Collected data entries

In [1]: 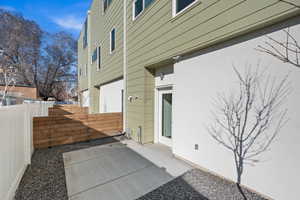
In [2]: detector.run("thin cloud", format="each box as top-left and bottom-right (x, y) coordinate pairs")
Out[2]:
(0, 5), (16, 11)
(53, 15), (83, 31)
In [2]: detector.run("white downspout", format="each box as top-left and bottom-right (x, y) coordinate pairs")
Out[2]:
(87, 10), (92, 114)
(123, 0), (127, 132)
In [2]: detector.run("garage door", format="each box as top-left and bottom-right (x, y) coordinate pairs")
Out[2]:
(99, 79), (124, 113)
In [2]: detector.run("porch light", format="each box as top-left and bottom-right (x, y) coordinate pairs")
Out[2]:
(160, 72), (164, 80)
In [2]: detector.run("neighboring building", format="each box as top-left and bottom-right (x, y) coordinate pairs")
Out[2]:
(0, 84), (37, 105)
(78, 0), (124, 111)
(78, 1), (300, 199)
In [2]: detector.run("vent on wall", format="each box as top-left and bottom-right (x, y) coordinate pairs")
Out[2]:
(126, 128), (132, 139)
(137, 126), (142, 144)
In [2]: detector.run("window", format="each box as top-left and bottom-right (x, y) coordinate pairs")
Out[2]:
(97, 46), (101, 70)
(110, 28), (116, 53)
(134, 0), (143, 18)
(145, 0), (154, 8)
(103, 0), (112, 13)
(133, 0), (155, 20)
(85, 64), (88, 76)
(83, 19), (88, 48)
(92, 48), (98, 63)
(79, 68), (82, 76)
(173, 0), (197, 16)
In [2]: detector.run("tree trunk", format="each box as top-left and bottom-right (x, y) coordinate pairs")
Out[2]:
(42, 96), (49, 101)
(236, 183), (247, 200)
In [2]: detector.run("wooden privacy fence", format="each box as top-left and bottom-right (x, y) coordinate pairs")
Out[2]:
(48, 105), (88, 116)
(33, 113), (123, 148)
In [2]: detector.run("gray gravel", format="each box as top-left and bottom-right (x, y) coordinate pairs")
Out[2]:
(16, 137), (269, 200)
(138, 169), (269, 200)
(15, 137), (120, 200)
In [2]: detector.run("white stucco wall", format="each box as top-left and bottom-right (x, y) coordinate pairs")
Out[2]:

Aim of the exercise:
Print the records again exactly, without the pictures.

Worked solution:
In [1]: 
In [2]: detector.run("thin cloud", format="each box as top-left and bottom-right (x, y) coordinate pairs")
Out[2]:
(0, 5), (16, 11)
(53, 15), (83, 31)
In [2]: detector.run("white downspout", format="each box as top-left and bottom-right (x, y) coordinate pairs")
Out[2]:
(87, 10), (92, 114)
(123, 0), (127, 132)
In [2]: detector.run("garage door", format="each box as top-left and bottom-right (x, y) coordinate pairs")
Out[2]:
(99, 79), (124, 113)
In [2]: detector.run("porch light", format="each box as top-left and bottom-right (x, y) coordinate pairs")
Out[2]:
(160, 72), (164, 80)
In [2]: detector.run("neighboring building", format="each box as top-left and bottom-right (x, y) coordinate pairs")
Out[2]:
(0, 84), (37, 105)
(78, 0), (124, 111)
(78, 1), (300, 199)
In [2]: detector.run("vent on wall", format="each box as top-left and bottom-right (x, y) coordinate pairs")
Out[2]:
(126, 128), (132, 139)
(137, 126), (142, 144)
In [2]: detector.run("window", format="each box as top-left and bottom-right (x, y) coordinate pairs")
Out[2]:
(97, 46), (101, 70)
(110, 28), (116, 53)
(134, 0), (143, 18)
(145, 0), (154, 8)
(103, 0), (112, 13)
(133, 0), (155, 20)
(85, 64), (88, 76)
(83, 19), (88, 48)
(92, 48), (98, 63)
(79, 68), (82, 76)
(173, 0), (197, 16)
In [2]: detector.run("tree trunk", format="each box as top-left and bottom-right (x, y) coordinate pairs")
Out[2]:
(42, 96), (49, 101)
(236, 183), (247, 200)
In [2]: detector.run("wooden privacy fence", format="each box as top-left and bottom-right (x, y) coordinate pairs")
Out[2]:
(48, 105), (88, 116)
(33, 113), (123, 148)
In [2]: detector.run("gray gravel", format="each box as top-left and bottom-right (x, y) coordinate pairs")
Out[2]:
(16, 137), (269, 200)
(138, 169), (269, 200)
(15, 137), (120, 200)
In [2]: detector.run("white stucco wall", format="each box as top-left and bottom-right (x, y) coordinate pairs")
Out[2]:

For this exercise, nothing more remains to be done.